[Start Excerpt provided]
Mainland China Taiwan Affairs officials went on to say that "Taiwan should immediately stop such activities," adding that Chinese students going to school in Taiwan was one of the important results of peaceful development of relations between the sides.
Tuesday's official exchange stemmed from a report Monday in the Chinese Communist Party's Global Times that Taiwan was recruiting Chinese students to spy on the People's Republic of China. Titled "Big spies on campus," the report said mainland students at 20 Taiwan universities had been "enlisted" as Taiwan spies between 2009 and 2013.
The report in the official People's Daily tabloid said China had uncovered more than 40 cases involving mainland students recruited as Taiwan intelligence operatives in 15 provinces. The Global Post reported stories about Chinese students being recruited among the 11,000 mainlanders annually attending Taiwan universities.
[End Excerpt provided]
- [Direction]: Carry on the news report about mainland students allegedly recruited as spies in Taiwan, picking up after its last sentence. None of the entries that follow is needed for this work.
[Start Stored data]
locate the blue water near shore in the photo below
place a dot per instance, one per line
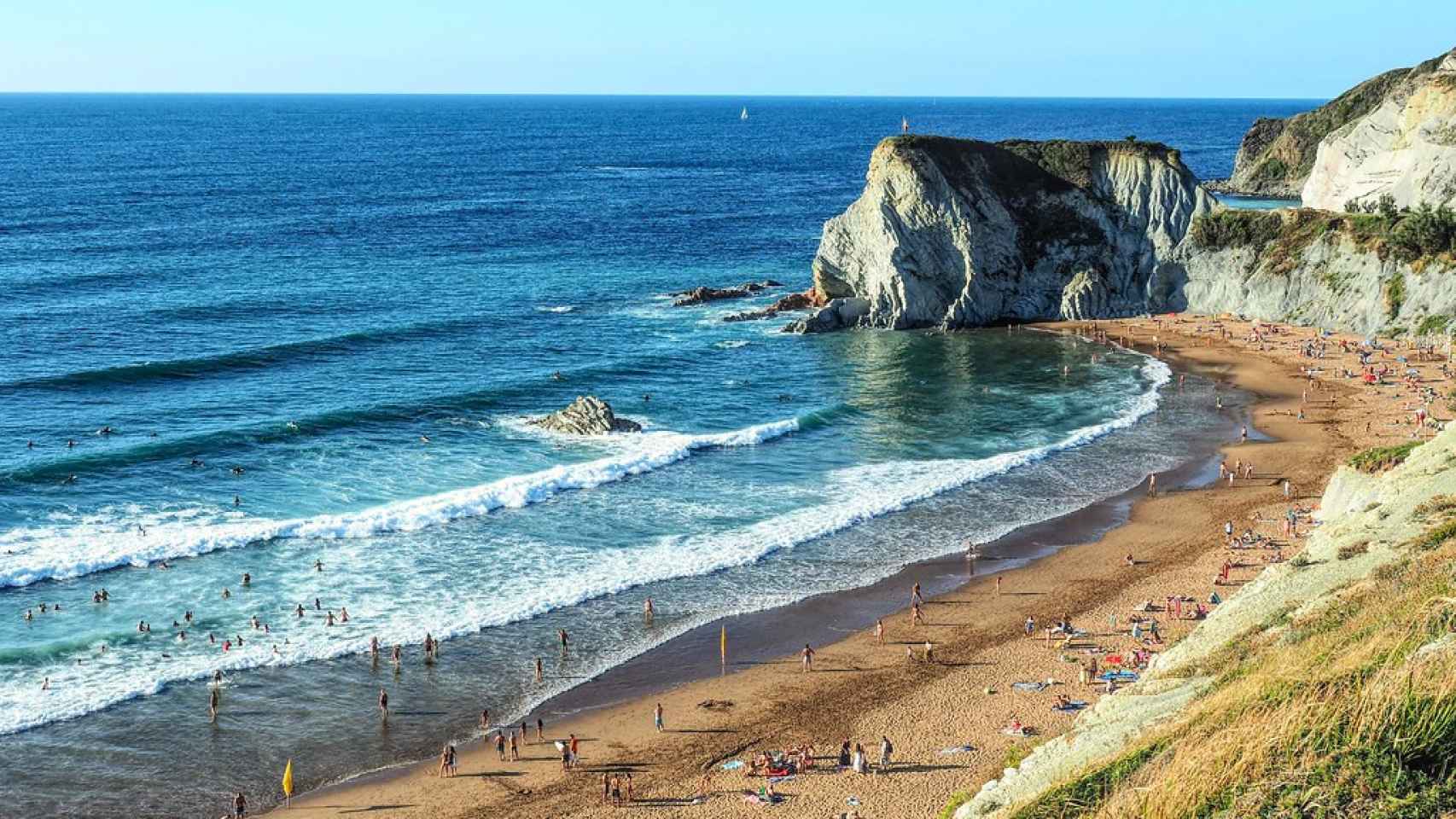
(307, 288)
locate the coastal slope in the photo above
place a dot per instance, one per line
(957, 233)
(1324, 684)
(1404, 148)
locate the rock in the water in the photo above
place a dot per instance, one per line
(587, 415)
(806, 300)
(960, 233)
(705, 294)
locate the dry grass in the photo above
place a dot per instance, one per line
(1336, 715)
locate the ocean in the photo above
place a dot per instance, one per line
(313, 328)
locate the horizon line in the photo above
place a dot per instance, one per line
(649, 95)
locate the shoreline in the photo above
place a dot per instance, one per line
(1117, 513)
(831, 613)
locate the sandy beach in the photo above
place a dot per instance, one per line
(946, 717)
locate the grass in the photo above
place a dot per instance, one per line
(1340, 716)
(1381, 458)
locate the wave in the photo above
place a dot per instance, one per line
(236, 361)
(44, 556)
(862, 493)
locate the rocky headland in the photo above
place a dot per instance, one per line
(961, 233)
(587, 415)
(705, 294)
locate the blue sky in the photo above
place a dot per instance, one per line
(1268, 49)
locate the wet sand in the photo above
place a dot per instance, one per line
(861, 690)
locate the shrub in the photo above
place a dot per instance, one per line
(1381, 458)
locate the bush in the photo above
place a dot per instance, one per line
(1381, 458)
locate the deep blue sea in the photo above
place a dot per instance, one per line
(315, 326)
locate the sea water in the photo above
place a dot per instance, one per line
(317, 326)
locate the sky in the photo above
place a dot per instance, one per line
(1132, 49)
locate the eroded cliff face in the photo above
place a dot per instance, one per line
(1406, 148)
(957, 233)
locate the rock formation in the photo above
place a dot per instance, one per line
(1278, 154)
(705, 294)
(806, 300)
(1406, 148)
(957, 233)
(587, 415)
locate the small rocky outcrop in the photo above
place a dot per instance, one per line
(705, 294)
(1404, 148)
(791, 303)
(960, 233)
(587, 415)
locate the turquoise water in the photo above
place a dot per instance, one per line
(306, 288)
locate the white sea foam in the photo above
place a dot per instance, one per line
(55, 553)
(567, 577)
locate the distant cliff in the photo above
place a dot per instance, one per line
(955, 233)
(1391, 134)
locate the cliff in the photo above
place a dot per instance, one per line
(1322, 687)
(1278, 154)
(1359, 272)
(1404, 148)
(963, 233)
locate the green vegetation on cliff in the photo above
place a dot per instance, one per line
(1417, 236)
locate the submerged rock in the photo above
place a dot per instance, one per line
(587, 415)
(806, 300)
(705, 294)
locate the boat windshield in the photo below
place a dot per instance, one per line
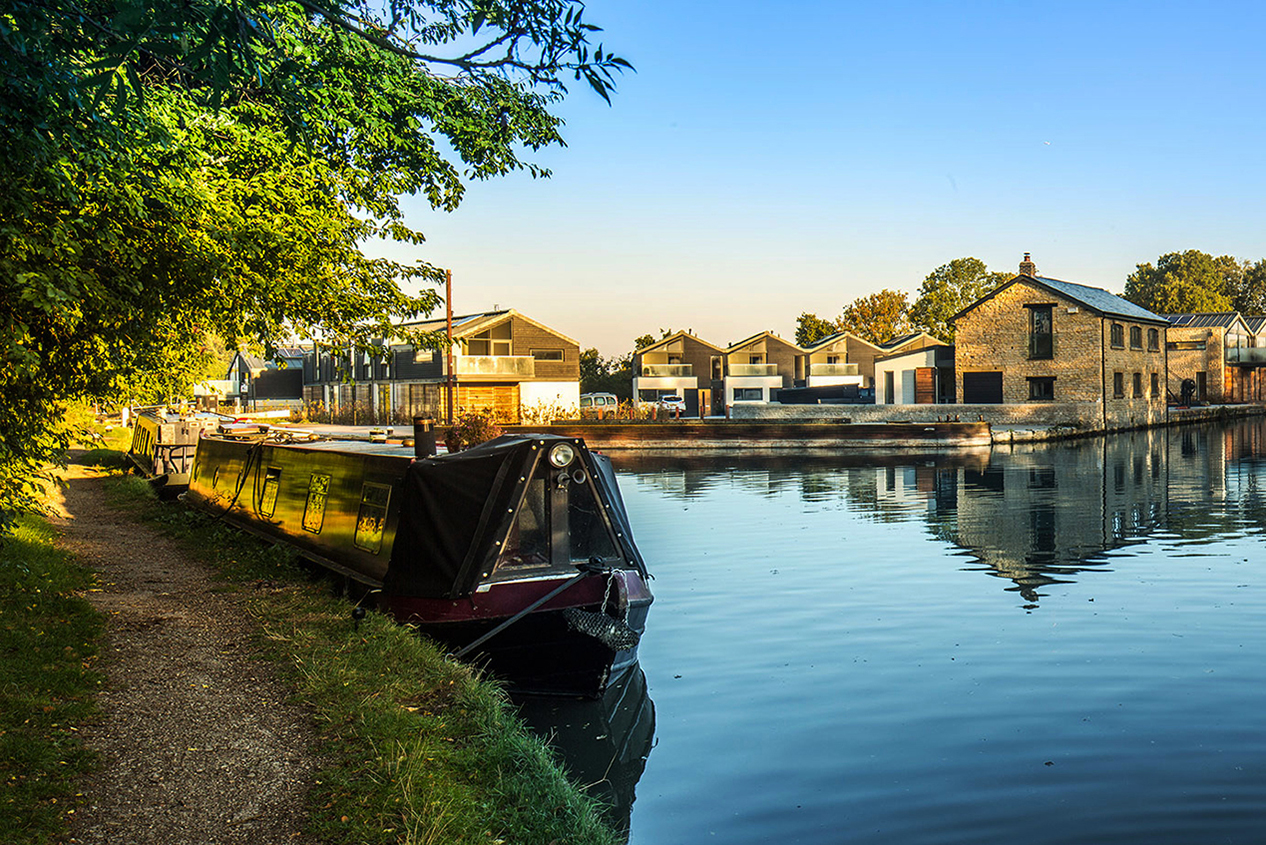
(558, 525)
[End Stored data]
[Start Stored data]
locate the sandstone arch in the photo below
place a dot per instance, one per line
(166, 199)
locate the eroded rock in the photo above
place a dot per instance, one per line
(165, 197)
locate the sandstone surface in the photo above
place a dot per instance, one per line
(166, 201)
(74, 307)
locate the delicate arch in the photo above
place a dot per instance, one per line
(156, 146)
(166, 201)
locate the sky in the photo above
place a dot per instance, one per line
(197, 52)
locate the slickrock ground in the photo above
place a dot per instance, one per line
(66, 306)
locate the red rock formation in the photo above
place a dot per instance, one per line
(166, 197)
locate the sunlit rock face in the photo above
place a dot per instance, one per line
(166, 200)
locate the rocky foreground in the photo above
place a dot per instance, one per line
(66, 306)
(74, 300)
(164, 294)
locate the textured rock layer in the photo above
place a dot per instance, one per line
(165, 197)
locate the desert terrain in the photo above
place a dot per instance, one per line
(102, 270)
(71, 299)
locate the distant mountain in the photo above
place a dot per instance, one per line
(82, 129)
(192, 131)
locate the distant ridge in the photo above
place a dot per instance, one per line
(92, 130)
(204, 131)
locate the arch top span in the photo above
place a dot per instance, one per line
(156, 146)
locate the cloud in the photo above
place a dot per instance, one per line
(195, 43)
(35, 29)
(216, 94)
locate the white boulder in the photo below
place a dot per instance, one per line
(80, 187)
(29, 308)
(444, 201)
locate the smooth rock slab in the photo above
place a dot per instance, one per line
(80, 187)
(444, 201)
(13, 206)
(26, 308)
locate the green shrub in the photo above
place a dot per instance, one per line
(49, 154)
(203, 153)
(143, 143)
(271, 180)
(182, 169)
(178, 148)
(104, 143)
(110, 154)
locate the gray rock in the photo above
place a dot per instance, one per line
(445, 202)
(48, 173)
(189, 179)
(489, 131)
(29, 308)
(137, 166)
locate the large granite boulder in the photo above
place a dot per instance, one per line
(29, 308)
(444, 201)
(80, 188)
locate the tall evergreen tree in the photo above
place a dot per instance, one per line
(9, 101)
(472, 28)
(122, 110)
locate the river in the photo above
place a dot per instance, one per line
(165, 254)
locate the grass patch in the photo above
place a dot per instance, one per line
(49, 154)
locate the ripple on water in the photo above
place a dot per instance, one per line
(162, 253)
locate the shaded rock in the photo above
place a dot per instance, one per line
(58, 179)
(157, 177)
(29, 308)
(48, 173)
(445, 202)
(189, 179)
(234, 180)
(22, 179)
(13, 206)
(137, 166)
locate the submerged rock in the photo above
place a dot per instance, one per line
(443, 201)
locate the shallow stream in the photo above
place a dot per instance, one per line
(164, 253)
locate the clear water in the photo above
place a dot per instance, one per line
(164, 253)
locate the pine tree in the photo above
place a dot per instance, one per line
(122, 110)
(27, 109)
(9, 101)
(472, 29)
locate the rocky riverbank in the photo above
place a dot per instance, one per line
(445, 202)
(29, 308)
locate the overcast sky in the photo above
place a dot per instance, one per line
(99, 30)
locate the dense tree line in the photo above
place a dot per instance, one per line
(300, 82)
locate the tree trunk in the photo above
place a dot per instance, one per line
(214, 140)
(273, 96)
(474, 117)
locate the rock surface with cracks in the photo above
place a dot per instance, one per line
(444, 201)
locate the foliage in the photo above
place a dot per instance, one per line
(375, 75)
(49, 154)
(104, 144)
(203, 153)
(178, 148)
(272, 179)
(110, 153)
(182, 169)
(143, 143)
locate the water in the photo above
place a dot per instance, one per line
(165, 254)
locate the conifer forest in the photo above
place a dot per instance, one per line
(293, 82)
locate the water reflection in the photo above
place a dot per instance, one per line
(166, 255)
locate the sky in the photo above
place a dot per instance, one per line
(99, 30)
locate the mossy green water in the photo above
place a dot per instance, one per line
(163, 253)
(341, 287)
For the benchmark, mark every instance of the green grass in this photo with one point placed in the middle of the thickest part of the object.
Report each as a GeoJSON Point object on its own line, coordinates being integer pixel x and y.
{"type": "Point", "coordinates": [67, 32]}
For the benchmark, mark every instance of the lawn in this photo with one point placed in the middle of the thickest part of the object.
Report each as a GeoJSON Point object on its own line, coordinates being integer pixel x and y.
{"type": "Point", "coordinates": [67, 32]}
[End Stored data]
[Start Stored data]
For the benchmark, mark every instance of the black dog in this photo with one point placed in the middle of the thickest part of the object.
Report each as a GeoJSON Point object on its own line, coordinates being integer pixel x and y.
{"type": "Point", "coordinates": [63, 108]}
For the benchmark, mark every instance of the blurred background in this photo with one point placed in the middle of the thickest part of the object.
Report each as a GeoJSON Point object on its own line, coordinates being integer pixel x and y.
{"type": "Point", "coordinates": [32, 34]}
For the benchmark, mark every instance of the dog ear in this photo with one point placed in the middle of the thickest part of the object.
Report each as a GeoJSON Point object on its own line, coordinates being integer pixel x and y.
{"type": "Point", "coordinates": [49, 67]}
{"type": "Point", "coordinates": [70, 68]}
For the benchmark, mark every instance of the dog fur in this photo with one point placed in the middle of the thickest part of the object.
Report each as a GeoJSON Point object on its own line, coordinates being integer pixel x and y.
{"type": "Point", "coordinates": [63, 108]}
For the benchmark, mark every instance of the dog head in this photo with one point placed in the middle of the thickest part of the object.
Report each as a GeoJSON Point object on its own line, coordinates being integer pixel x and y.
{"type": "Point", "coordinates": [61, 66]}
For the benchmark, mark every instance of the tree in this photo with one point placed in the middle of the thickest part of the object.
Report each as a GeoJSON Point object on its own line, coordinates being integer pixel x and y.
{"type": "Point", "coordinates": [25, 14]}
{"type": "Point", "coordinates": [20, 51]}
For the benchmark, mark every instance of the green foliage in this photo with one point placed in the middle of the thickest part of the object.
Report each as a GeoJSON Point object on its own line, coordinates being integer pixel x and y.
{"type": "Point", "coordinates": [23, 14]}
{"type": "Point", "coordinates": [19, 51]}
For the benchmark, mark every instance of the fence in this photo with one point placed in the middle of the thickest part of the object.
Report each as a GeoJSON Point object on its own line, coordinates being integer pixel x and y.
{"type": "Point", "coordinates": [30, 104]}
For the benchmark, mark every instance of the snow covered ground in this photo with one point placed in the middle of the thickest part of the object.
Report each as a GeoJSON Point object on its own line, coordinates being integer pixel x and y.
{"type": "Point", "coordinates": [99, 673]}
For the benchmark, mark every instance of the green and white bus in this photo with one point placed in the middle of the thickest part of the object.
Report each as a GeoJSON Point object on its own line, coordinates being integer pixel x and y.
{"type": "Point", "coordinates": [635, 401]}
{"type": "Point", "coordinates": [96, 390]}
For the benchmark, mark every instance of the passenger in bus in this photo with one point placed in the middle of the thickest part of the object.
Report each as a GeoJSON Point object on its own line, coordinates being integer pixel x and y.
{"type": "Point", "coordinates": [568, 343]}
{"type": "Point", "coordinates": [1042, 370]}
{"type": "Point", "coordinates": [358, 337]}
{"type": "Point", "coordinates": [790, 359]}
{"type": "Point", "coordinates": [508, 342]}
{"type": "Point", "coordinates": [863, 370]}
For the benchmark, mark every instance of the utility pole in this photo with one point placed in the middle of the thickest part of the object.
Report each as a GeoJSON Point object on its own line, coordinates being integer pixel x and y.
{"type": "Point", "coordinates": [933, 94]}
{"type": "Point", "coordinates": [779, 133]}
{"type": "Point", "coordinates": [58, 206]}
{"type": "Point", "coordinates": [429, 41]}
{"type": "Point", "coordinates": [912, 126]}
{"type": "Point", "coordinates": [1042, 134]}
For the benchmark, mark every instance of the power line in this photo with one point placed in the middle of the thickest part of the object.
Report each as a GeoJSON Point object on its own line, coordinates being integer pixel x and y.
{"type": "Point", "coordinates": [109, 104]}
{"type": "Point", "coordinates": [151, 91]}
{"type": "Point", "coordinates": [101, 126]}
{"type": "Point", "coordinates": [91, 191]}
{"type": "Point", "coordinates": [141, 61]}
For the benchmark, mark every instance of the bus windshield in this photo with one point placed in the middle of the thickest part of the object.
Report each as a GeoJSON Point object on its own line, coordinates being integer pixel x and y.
[End Stored data]
- [Exercise answer]:
In turn, Taiwanese security officials said the fact mainland students returning from Taiwan were required to report their activities to Chinese officials showed how much the Communist Party restricted freedom of movement and speech.
Nationalist forces escaped to Taiwan following their 1949 defeat in the civil war. China has never renounced the use of force in reuniting what it considers a breakaway province, although relations have improved since the 2008 election of Taiwan President Ma Ying-jeou who has a China-friendly philosophy.
The two sides have signed a number of groundbreaking economic agreements although deep political and military divisions continue.